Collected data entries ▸
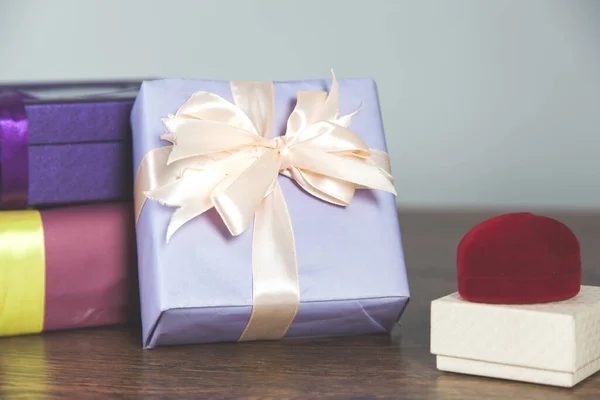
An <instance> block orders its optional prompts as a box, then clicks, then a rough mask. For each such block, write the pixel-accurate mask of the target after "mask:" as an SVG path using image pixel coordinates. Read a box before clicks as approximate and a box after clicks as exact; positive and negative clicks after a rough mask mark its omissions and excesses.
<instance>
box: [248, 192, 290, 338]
mask: <svg viewBox="0 0 600 400" xmlns="http://www.w3.org/2000/svg"><path fill="white" fill-rule="evenodd" d="M252 247H253V249H252V276H253V280H252V289H253V290H252V298H253V302H252V304H253V306H252V313H251V314H250V319H249V320H248V323H247V324H246V329H244V332H243V333H242V335H241V337H240V339H239V341H250V340H278V339H281V338H282V337H284V336H285V334H286V332H287V330H288V329H289V327H290V325H291V324H292V322H293V321H294V318H295V317H296V314H297V313H298V307H299V305H300V288H299V280H298V265H297V261H296V250H295V249H296V245H295V243H294V233H293V231H292V222H291V219H290V215H289V212H288V208H287V205H286V204H285V199H284V197H283V192H282V191H281V187H280V186H279V183H276V184H275V185H274V188H273V191H272V192H271V193H270V194H269V195H268V196H267V197H265V199H264V200H263V201H262V203H261V204H260V205H259V207H258V209H257V210H256V214H255V217H254V237H253V245H252Z"/></svg>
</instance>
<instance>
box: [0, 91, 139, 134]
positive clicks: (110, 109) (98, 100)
mask: <svg viewBox="0 0 600 400" xmlns="http://www.w3.org/2000/svg"><path fill="white" fill-rule="evenodd" d="M140 84H141V83H140V82H139V81H122V82H89V83H86V82H80V83H68V82H67V83H52V84H11V85H0V88H1V89H4V90H11V91H17V92H20V93H22V94H25V95H27V96H28V97H29V98H28V99H26V100H25V101H24V102H25V110H26V113H27V118H28V120H29V133H28V136H29V145H30V146H36V145H44V144H63V143H69V144H75V143H83V142H111V141H122V140H130V136H131V131H130V129H129V114H130V112H131V106H132V105H133V101H134V100H135V96H136V95H137V92H138V90H139V87H140Z"/></svg>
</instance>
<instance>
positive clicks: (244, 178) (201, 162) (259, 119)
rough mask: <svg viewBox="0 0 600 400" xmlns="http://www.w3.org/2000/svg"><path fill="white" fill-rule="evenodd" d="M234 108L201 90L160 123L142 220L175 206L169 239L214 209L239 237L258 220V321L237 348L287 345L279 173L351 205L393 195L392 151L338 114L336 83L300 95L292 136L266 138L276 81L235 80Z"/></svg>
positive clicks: (288, 125)
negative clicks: (147, 201) (363, 190)
mask: <svg viewBox="0 0 600 400" xmlns="http://www.w3.org/2000/svg"><path fill="white" fill-rule="evenodd" d="M230 87H231V92H232V94H233V99H234V103H235V104H231V103H229V102H228V101H227V100H225V99H223V98H221V97H219V96H217V95H216V94H213V93H208V92H196V93H194V94H193V95H192V96H191V97H190V98H189V100H188V101H187V102H186V103H184V104H183V105H182V106H181V108H179V110H178V111H177V113H176V114H175V115H169V116H168V118H165V119H163V123H164V125H165V127H166V131H167V133H166V134H165V135H163V136H162V139H164V140H166V141H168V142H171V144H172V145H171V146H166V147H161V148H158V149H154V150H152V151H150V152H149V153H147V154H146V156H145V157H144V159H143V160H142V162H141V165H140V167H139V170H138V173H137V175H136V180H135V188H134V201H135V208H136V220H137V218H139V215H140V213H141V210H142V207H143V205H144V202H145V201H146V198H149V199H152V200H154V201H158V202H160V203H161V204H163V205H166V206H170V207H176V210H175V211H174V213H173V216H172V219H171V222H170V223H169V226H168V227H167V232H166V240H167V242H168V241H169V240H170V239H171V237H172V236H173V234H174V233H175V232H176V231H177V230H178V229H179V228H180V227H181V226H182V225H184V224H185V223H187V222H189V221H190V220H192V219H193V218H195V217H196V216H198V215H200V214H202V213H204V212H205V211H207V210H209V209H211V208H213V207H214V208H215V209H216V210H217V212H218V213H219V215H220V216H221V218H222V220H223V222H224V223H225V225H226V226H227V228H228V230H229V232H230V233H231V234H232V235H234V236H235V235H240V234H241V233H243V232H244V231H245V230H246V229H247V228H248V226H249V224H250V222H251V221H252V220H253V219H254V233H253V249H252V271H253V304H252V313H251V315H250V318H249V321H248V323H247V325H246V328H245V330H244V332H243V333H242V335H241V337H240V339H239V340H240V341H247V340H276V339H280V338H282V337H283V336H284V335H285V333H286V332H287V330H288V328H289V326H290V325H291V323H292V322H293V320H294V318H295V316H296V313H297V311H298V306H299V303H300V295H299V279H298V267H297V261H296V252H295V244H294V234H293V230H292V223H291V220H290V216H289V213H288V209H287V206H286V203H285V199H284V196H283V192H282V191H281V187H280V185H279V180H278V179H277V177H278V175H279V174H282V175H284V176H286V177H288V178H291V179H293V180H294V181H296V183H297V184H298V185H299V186H300V187H301V188H302V189H304V190H305V191H306V192H307V193H308V194H310V195H312V196H315V197H317V198H319V199H321V200H323V201H325V202H328V203H331V204H335V205H338V206H348V205H349V204H350V202H351V200H352V198H353V196H354V192H355V190H356V189H379V190H384V191H387V192H390V193H393V194H396V192H395V190H394V185H393V179H392V176H391V174H390V164H389V157H388V155H387V153H385V152H382V151H378V150H373V149H369V148H368V147H367V146H366V145H365V143H364V142H363V141H362V140H361V139H360V137H358V135H356V134H355V133H354V132H352V131H351V130H350V129H349V128H348V127H349V125H350V123H351V122H352V119H353V118H354V116H355V115H356V114H357V113H358V110H356V111H355V112H353V113H351V114H348V115H344V116H340V115H339V110H338V96H339V94H338V84H337V81H336V79H335V75H333V79H332V85H331V90H330V92H329V93H327V92H323V91H298V93H297V103H296V107H295V108H294V110H293V112H292V114H291V115H290V116H289V119H288V121H287V130H286V133H285V135H283V136H281V137H277V138H274V139H271V138H269V135H270V133H271V127H272V124H273V109H274V102H275V100H274V88H273V82H269V81H266V82H230Z"/></svg>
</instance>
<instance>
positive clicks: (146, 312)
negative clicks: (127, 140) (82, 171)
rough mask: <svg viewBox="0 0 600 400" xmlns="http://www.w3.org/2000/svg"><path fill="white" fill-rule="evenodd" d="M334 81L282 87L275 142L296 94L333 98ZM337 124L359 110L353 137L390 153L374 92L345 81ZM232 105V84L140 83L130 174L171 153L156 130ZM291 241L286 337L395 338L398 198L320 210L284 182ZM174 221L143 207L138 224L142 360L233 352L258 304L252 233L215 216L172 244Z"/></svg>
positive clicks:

Work request ▸ All of the entries above are to be written out exactly, with no pictures.

Response to the task ▸
An <instance> block orders its optional prompts as a box, then clicks, then a rough mask. For each such block, write the pixel-accurate mask of the target after "mask:" as an SVG path using image pixel coordinates. Read a box before clicks as approximate and a box after clicks as exact; positive and negative clicks after a rough mask mark its omissions and excesses.
<instance>
box: [248, 192, 290, 338]
mask: <svg viewBox="0 0 600 400" xmlns="http://www.w3.org/2000/svg"><path fill="white" fill-rule="evenodd" d="M252 247H253V249H252V276H253V280H252V289H253V290H252V298H253V302H252V304H253V306H252V313H251V314H250V319H249V320H248V323H247V324H246V329H244V332H243V333H242V335H241V337H240V339H239V341H250V340H278V339H281V338H282V337H284V336H285V334H286V332H287V330H288V329H289V327H290V325H291V324H292V322H293V321H294V318H295V317H296V314H297V313H298V307H299V305H300V288H299V280H298V265H297V261H296V250H295V249H296V245H295V243H294V233H293V231H292V222H291V219H290V215H289V212H288V208H287V205H286V204H285V199H284V197H283V192H282V191H281V187H280V186H279V183H276V184H275V185H274V188H273V191H272V192H271V193H270V194H269V195H268V196H267V197H265V199H264V200H263V201H262V203H261V204H260V205H259V207H258V209H257V210H256V214H255V217H254V237H253V245H252Z"/></svg>
</instance>
<instance>
box: [0, 91, 139, 134]
positive clicks: (110, 109) (98, 100)
mask: <svg viewBox="0 0 600 400" xmlns="http://www.w3.org/2000/svg"><path fill="white" fill-rule="evenodd" d="M140 84H141V83H140V82H139V81H122V82H89V83H86V82H80V83H68V82H67V83H52V84H11V85H0V88H1V89H4V90H11V91H17V92H20V93H22V94H25V95H27V96H28V97H29V98H28V99H26V100H25V101H24V102H25V110H26V113H27V118H28V120H29V133H28V136H29V145H30V146H36V145H44V144H63V143H69V144H75V143H83V142H111V141H122V140H130V136H131V131H130V129H129V114H130V112H131V106H132V105H133V101H134V100H135V96H136V95H137V92H138V90H139V87H140Z"/></svg>
</instance>
<instance>
positive clicks: (244, 178) (201, 162) (259, 119)
rough mask: <svg viewBox="0 0 600 400" xmlns="http://www.w3.org/2000/svg"><path fill="white" fill-rule="evenodd" d="M234 108L201 90L160 123L142 220L175 206L169 239L214 209L239 237L258 220V321L237 348L287 345L279 173L351 205L393 195L392 151L338 114L336 83L300 95L292 136L266 138L276 81L235 80Z"/></svg>
positive clicks: (288, 125)
negative clicks: (147, 201) (363, 190)
mask: <svg viewBox="0 0 600 400" xmlns="http://www.w3.org/2000/svg"><path fill="white" fill-rule="evenodd" d="M230 87H231V92H232V94H233V99H234V103H235V104H231V103H229V102H228V101H227V100H225V99H223V98H221V97H219V96H217V95H216V94H213V93H208V92H196V93H194V94H193V95H192V96H191V97H190V98H189V100H188V101H187V102H186V103H184V104H183V105H182V106H181V108H179V110H178V111H177V113H176V114H175V115H169V116H168V118H165V119H163V123H164V125H165V127H166V131H167V133H166V134H165V135H163V136H162V139H164V140H166V141H168V142H171V144H172V145H171V146H166V147H161V148H158V149H154V150H152V151H150V152H149V153H147V154H146V156H145V157H144V159H143V160H142V162H141V165H140V167H139V170H138V173H137V175H136V180H135V188H134V201H135V208H136V220H137V218H139V215H140V213H141V210H142V207H143V205H144V202H145V201H146V198H149V199H152V200H154V201H158V202H160V203H161V204H163V205H166V206H170V207H176V210H175V211H174V213H173V216H172V219H171V222H170V223H169V226H168V227H167V232H166V240H167V242H168V241H169V240H170V239H171V237H172V236H173V234H174V233H175V232H176V231H177V230H178V229H179V228H180V227H181V226H182V225H184V224H185V223H187V222H189V221H190V220H192V219H193V218H195V217H196V216H198V215H200V214H202V213H204V212H205V211H207V210H209V209H211V208H213V207H214V208H215V209H216V210H217V212H218V213H219V215H220V216H221V218H222V220H223V222H224V223H225V225H226V226H227V228H228V230H229V232H230V233H231V234H232V235H234V236H235V235H240V234H241V233H243V232H244V231H245V230H246V229H247V228H248V226H249V224H250V222H251V221H252V220H253V219H254V233H253V249H252V271H253V304H252V313H251V315H250V318H249V321H248V323H247V325H246V328H245V330H244V332H243V333H242V335H241V337H240V339H239V340H240V341H247V340H276V339H280V338H282V337H283V336H284V335H285V333H286V332H287V330H288V328H289V326H290V325H291V323H292V322H293V320H294V318H295V316H296V313H297V311H298V306H299V303H300V295H299V279H298V267H297V261H296V252H295V244H294V234H293V230H292V223H291V220H290V216H289V213H288V209H287V206H286V203H285V199H284V196H283V192H282V191H281V187H280V185H279V180H278V179H277V177H278V175H279V174H282V175H284V176H286V177H288V178H291V179H293V180H294V181H296V183H297V184H298V185H299V186H300V187H301V188H302V189H304V190H305V191H306V192H307V193H308V194H310V195H312V196H315V197H317V198H319V199H321V200H323V201H325V202H328V203H331V204H335V205H338V206H348V205H349V204H350V202H351V200H352V198H353V196H354V192H355V190H356V189H379V190H384V191H387V192H390V193H393V194H396V192H395V190H394V185H393V179H392V176H391V174H390V164H389V157H388V155H387V153H385V152H382V151H378V150H373V149H369V148H368V147H367V146H366V145H365V143H364V142H363V141H362V140H361V139H360V137H358V135H356V134H355V133H354V132H352V131H351V130H350V129H349V128H348V127H349V125H350V123H351V122H352V119H353V118H354V116H355V115H356V114H357V113H358V110H356V111H355V112H353V113H351V114H348V115H344V116H340V115H339V110H338V96H339V94H338V84H337V81H336V79H335V75H333V79H332V85H331V90H330V92H329V93H327V92H323V91H298V93H297V103H296V107H295V108H294V110H293V112H292V114H291V115H290V116H289V119H288V121H287V130H286V133H285V135H283V136H281V137H277V138H274V139H271V138H269V135H270V133H271V127H272V124H273V109H274V102H275V100H274V88H273V82H269V81H266V82H230Z"/></svg>
</instance>
<instance>
positive clicks: (146, 312)
negative clicks: (127, 140) (82, 171)
rough mask: <svg viewBox="0 0 600 400" xmlns="http://www.w3.org/2000/svg"><path fill="white" fill-rule="evenodd" d="M334 81L282 87L275 142L296 94L333 98ZM337 124L359 110L353 137L390 153L374 92L345 81ZM232 105V84L140 83L130 174L171 153L156 130ZM291 241L286 337L395 338L398 198L320 210L284 182ZM174 221L143 207L138 224L142 360L233 352L258 304L252 233L215 216L172 244Z"/></svg>
positive clicks:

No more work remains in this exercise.